Page text =>
* * * *

Two studies focused on different educational aspects of SDM. One study examined expert opinions on developing EPAs, which are known to be effective educational tools [1]. The study also looked at behavioral indicators for SDM at the national level for all postgraduate medical specialty programs [1]. Another study explored the needs of family medicine residents for SDM training, including knowledge and skills, practice, reflection and feedback, longitudinal and integrated training, and awareness [24].
Each educational program included in this scoping review consisted of two main components: medical conditions related to SDM and SDM concepts [20-23]. Although the educational programs were effective in improving overall SDM competencies, several SDM domains related to knowledge, skills, and attitudes should be emphasized in the training. Diouf et al. [39] reviewed potential training strategies for SDM that presented a wide range of effectiveness, from 0 (self-appraisal learning) to 60% (peer-to-peer group learning). A Cochrane review analyzed interventions to increase the use of SDM by healthcare professionals [40]. Educational interventions (e.g., educational meetings, educational materials, and educational outreach visits) had uncertain effects on the use of SDM [40].
All the included studies were conducted in only two high-income countries (Canada and the Netherlands). This is an important consideration when applying the findings of the present study. Each country has a different context in terms of family medicine residency training, clinical situations, patient characteristics, health systems, and cultural backgrounds. SDM cannot be separated from these factors. Therefore, SDM training in family medicine residency should be adjusted and designed based on context-specific considerations.

* * * *

Task requirements =>
[1] According to the text on SDM training, in which two countries were all the included studies conducted?
[2] Revise the stretch of the SDM training text from "Each educational program" through "of SDM [40].", putting "unclear" in place of "uncertain".

Extracted entries =>
* * * *

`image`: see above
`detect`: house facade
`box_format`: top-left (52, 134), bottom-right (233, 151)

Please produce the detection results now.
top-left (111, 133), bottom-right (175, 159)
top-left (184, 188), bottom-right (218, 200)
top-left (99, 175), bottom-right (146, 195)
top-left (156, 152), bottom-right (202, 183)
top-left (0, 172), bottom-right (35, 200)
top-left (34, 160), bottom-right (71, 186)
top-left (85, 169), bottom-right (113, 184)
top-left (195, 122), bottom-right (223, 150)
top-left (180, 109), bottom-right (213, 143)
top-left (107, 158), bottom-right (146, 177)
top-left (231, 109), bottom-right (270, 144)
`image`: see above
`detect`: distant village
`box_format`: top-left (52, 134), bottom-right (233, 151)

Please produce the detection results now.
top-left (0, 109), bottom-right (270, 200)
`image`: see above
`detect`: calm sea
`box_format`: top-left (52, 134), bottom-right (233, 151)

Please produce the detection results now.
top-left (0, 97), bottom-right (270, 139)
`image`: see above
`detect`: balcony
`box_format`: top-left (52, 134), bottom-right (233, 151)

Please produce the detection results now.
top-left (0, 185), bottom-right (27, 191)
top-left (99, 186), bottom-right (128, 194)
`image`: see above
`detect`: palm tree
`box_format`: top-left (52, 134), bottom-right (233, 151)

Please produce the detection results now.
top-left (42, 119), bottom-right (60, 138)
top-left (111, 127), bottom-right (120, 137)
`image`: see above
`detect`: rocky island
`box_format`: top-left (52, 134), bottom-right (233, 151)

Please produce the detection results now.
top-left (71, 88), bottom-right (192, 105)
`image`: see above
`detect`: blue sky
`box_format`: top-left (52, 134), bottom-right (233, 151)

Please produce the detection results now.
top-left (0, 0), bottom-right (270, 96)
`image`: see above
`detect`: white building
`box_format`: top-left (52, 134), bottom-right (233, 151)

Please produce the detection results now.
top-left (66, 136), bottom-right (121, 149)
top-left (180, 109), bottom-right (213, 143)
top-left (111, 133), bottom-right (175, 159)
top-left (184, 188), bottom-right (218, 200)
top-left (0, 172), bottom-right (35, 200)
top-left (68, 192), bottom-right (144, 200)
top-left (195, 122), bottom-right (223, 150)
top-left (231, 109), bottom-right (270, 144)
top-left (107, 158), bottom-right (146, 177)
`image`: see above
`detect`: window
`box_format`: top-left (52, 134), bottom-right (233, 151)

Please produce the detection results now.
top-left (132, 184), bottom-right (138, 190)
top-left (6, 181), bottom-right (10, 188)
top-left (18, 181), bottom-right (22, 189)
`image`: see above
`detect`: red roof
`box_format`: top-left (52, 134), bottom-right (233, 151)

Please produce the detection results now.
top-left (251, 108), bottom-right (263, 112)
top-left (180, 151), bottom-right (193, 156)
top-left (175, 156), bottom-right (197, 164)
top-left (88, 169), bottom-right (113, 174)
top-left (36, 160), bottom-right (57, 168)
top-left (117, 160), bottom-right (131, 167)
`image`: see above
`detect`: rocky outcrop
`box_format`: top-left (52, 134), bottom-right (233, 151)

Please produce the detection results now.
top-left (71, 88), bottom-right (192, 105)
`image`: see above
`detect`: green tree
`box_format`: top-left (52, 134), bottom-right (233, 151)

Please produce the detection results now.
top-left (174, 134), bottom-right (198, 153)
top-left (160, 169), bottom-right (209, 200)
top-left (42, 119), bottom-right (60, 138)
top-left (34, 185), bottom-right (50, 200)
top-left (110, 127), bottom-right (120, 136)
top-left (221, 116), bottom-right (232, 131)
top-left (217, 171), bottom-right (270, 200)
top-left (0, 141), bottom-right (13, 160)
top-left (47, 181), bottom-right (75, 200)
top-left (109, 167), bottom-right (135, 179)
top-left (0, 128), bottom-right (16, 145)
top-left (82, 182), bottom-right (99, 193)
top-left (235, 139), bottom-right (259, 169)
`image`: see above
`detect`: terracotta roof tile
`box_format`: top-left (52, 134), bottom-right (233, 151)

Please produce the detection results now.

* * * *

Answers provided =>
[1] Canada and the Netherlands.

[2]
Each educational program included in this scoping review consisted of two main components: medical conditions related to SDM and SDM concepts [20-23]. Although the educational programs were effective in improving overall SDM competencies, several SDM domains related to knowledge, skills, and attitudes should be emphasized in the training. Diouf et al. [39] reviewed potential training strategies for SDM that presented a wide range of effectiveness, from 0 (self-appraisal learning) to 60% (peer-to-peer group learning). A Cochrane review analyzed interventions to increase the use of SDM by healthcare professionals [40]. Educational interventions (e.g., educational meetings, educational materials, and educational outreach visits) had unclear effects on the use of SDM [40].